··· Record extracts ···

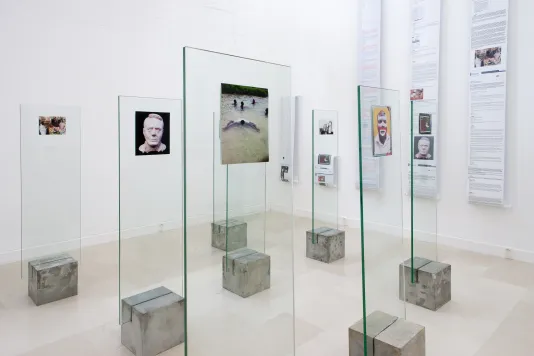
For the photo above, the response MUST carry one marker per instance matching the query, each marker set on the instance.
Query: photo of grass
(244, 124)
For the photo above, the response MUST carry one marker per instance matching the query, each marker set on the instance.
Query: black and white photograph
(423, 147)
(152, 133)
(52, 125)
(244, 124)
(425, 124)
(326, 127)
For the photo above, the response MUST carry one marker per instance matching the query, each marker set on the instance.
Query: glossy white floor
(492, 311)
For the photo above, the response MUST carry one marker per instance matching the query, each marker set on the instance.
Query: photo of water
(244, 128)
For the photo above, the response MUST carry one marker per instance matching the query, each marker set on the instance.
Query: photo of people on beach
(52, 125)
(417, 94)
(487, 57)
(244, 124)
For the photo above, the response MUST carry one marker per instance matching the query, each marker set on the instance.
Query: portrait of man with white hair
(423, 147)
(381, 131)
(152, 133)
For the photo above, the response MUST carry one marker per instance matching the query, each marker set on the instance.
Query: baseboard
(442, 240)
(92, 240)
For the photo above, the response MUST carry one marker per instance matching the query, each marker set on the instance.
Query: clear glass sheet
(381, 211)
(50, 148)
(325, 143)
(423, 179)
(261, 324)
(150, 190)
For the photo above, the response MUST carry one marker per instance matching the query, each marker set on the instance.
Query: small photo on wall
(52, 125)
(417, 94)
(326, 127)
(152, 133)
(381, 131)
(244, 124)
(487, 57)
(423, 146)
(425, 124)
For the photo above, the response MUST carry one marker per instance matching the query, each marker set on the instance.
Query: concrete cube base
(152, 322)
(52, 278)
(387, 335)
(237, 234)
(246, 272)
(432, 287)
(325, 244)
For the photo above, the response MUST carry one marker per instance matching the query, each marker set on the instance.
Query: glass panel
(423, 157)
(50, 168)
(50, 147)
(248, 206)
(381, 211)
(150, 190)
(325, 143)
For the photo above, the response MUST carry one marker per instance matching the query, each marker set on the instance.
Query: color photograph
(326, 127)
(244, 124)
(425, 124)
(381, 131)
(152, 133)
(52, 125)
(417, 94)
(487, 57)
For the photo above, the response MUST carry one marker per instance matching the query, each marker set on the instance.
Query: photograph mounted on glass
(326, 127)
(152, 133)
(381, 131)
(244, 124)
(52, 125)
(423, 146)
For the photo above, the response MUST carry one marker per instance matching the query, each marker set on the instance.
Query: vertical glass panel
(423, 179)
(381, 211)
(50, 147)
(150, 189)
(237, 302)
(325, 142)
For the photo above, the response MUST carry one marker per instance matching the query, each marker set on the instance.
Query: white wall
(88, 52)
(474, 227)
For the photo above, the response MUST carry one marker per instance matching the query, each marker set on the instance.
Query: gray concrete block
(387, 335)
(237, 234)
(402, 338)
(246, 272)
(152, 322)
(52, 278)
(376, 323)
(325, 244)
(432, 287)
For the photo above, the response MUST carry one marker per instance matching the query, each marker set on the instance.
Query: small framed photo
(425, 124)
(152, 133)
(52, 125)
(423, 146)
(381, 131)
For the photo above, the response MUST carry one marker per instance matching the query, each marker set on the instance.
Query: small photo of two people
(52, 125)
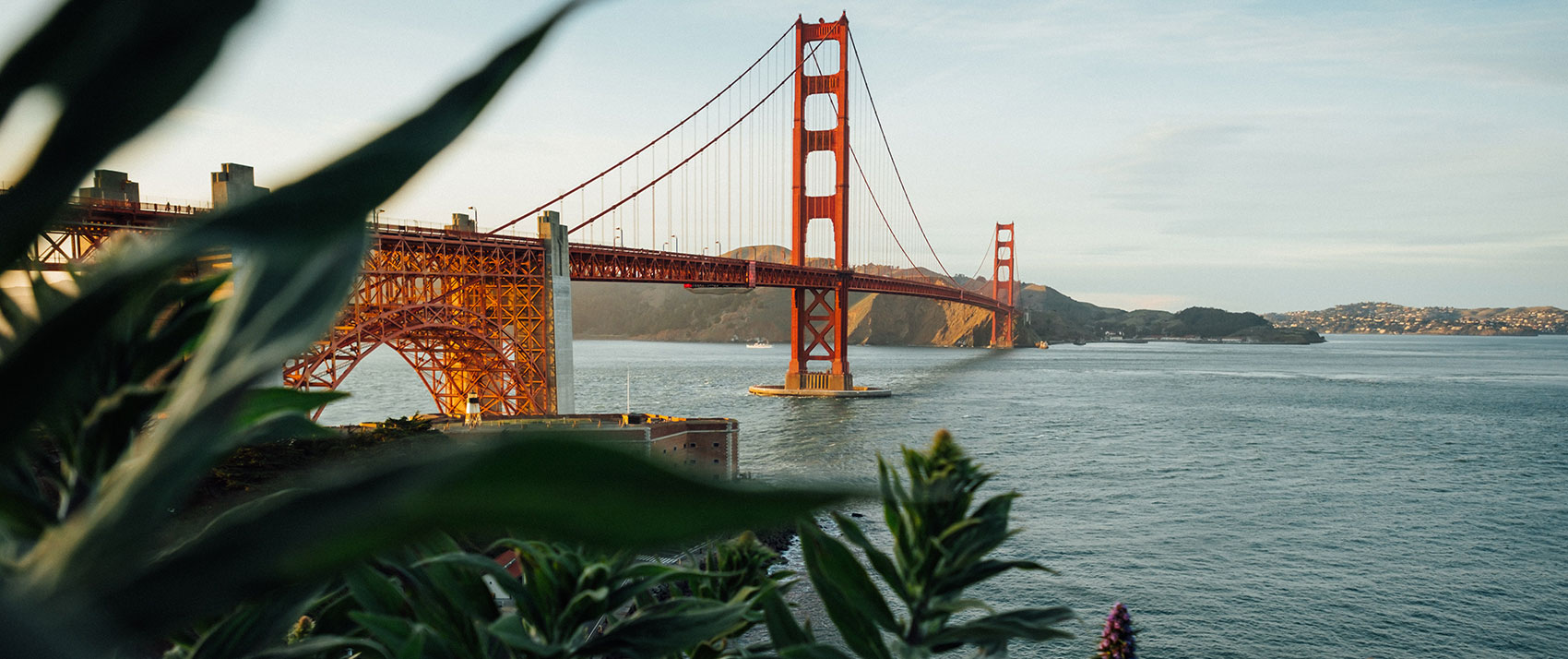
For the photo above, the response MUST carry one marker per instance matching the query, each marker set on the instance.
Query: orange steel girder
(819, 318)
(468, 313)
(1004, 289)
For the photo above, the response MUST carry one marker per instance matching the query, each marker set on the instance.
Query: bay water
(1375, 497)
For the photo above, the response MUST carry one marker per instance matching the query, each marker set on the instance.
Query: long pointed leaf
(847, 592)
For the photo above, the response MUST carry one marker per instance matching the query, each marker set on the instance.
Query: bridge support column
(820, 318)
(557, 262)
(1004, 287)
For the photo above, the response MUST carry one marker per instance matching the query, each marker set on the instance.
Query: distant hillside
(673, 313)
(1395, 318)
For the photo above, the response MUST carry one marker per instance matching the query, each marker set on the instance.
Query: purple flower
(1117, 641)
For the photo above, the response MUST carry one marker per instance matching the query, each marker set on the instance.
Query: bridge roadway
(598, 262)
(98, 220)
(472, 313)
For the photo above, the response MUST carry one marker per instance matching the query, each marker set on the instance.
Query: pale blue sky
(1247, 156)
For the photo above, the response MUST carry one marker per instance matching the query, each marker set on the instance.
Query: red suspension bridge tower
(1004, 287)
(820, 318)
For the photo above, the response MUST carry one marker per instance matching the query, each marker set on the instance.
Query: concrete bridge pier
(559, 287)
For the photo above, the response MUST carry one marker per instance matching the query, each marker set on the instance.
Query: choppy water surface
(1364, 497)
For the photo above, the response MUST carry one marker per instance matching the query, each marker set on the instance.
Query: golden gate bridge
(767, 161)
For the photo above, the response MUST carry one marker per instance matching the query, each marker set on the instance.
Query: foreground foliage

···

**The problem**
Output nothing but the lines from the one containing "Query: bridge support column" through the last line of the data, exactly as they stand.

**Written solution**
Query: bridge support column
(820, 318)
(557, 262)
(1004, 287)
For the photo above, the response MUST carry one marker per instance matching the query, each marker set on the instance.
Query: distant hillside
(673, 313)
(1395, 318)
For the photo above, the response MUST carry one marker per instance matching the query, each marker set on the instance.
Query: purple flower
(1117, 641)
For the photo above, the response MUST carry one marker per instance matching the query, each marker set on the instance.
Query: bridge roadway
(598, 262)
(98, 220)
(472, 313)
For the photo above, the response MUST carry one marker per instance matching the query, each marker set on the instance.
Query: pale blue sky
(1247, 156)
For the photo above, the response MUST carry one marker per instance matching the query, each marker set on the instance.
Query: red suspension bridge tower
(1004, 287)
(820, 318)
For the photo above, the response MUST carry one marker per instance matching the query, each marker set on the instance.
Query: concrete bridge pier
(559, 287)
For the photo above, the response MUST carry one marker per instance matching the query, each marker set on the instance.
Query: choppy water surface
(1364, 497)
For the photo above, the response MUST carry one marker per instance matching the query, each marker set on the instance.
Query: golden gate bridge
(767, 161)
For the photo above, the response MUST carry one marker per instance matching the query, each marker set on the instance.
Query: foreground foliage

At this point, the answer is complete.